Camponeses de Moçambique “cultivam” carbono para os poluidores
Camponês cuida de floresta em Nhambita - Foto: Africa News |
A produção alimentar e a soberania dos povos africanos correm o risco de
estar seriamente comprometidas devido a implementação de projetos de
plantio e conservação de árvores para a captura de carbono e a chamada
Redução de Emissões por Desmatamento e Degradação Florestal Plus
(REDD+). Tais projetos poderão conduzir o continente a graves situações
de insegurança alimentar e resultar na perda da posse de terra e do
controle de recursos florestais por parte de camponeses de África.
Em Moçambique, esse cenário não vai demorar a se concretizar, uma vez
que o país ofereceu seu território para servir de “modelo” para projetos
de captura de carbono e para a REDD +.

» **Tarefas**
1 - Responda com base no texto sobre o carbono em Moçambique:
(a) Que sigla o texto usa para a Redução de Emissões por Desmatamento e Degradação Florestal Plus?
(b) O que Moçambique ofereceu para servir de "modelo", e para quais projetos?
(c) Segundo o texto, o que os camponeses de África correm o risco de perder?
2 - Retome o texto sobre o carbono em Moçambique logo depois da última frase apresentada e escreva um ou dois parágrafos de continuação.
As linhas não têm nenhum papel neste exercício.

» **Dados fornecidos**
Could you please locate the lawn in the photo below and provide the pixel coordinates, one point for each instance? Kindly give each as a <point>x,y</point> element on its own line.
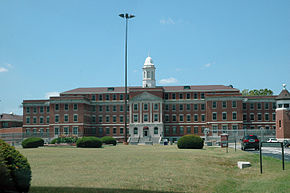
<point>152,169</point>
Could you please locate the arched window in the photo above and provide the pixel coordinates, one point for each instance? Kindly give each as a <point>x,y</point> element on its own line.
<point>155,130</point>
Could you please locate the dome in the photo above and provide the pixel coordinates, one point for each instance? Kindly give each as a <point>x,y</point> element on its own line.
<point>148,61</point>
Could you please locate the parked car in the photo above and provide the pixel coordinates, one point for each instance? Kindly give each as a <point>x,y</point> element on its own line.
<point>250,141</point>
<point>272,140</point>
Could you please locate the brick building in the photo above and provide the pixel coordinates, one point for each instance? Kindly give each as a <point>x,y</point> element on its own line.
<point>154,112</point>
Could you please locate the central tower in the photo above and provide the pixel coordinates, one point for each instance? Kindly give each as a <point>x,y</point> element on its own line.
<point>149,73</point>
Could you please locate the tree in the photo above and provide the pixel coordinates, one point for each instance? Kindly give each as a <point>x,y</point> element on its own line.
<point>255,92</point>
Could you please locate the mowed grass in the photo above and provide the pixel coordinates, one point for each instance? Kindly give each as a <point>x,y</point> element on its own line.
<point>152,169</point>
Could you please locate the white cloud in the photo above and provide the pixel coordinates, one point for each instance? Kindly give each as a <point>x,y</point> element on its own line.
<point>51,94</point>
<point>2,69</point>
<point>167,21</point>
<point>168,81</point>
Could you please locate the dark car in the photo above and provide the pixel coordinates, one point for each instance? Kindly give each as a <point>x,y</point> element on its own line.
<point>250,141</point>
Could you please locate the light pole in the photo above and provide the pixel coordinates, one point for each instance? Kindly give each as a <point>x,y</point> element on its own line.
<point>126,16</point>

» **Respostas do exercício**
1 -
(a) REDD+.
(b) Ofereceu seu território, para projetos de captura de carbono e para a REDD+.
(c) A posse de terra e o controle de recursos florestais.

2 -
Ao cair da tarde, Albertina Francisco*, camponesa da comunidade de
Nhambita, na província de Sofala, em Moçambique, regressa à sua casa,
cansada, depois de mais um dia de atividade em sua machamba [palavra
usada em Moçambique para dizer roça]. Além de tomar conta do milho,
mapira (uma espécie de sorgo) e mandioca que cultiva, Albertina passou a
ter uma tarefa a mais: cuidar das árvores que plantou há alguns anos
atrás para garantir que no final do ano não seja penalizada pela
Envirotrade, a empresa com a qual tem um contrato de provisão de
carbono. É que Albertina deve, por obrigação, evitar a morte das plantas
e garantir um bom desenvolvimento delas de modo que, pelo menos 85%
sobrevivam.
“Além do milho e da mapira, agora tenho também que ver as árvores, para
não morrerem. Plantei muitas árvores e não é fácil controlar todas”,
disse Albertina que visita a sua roça duas vezes ao dia.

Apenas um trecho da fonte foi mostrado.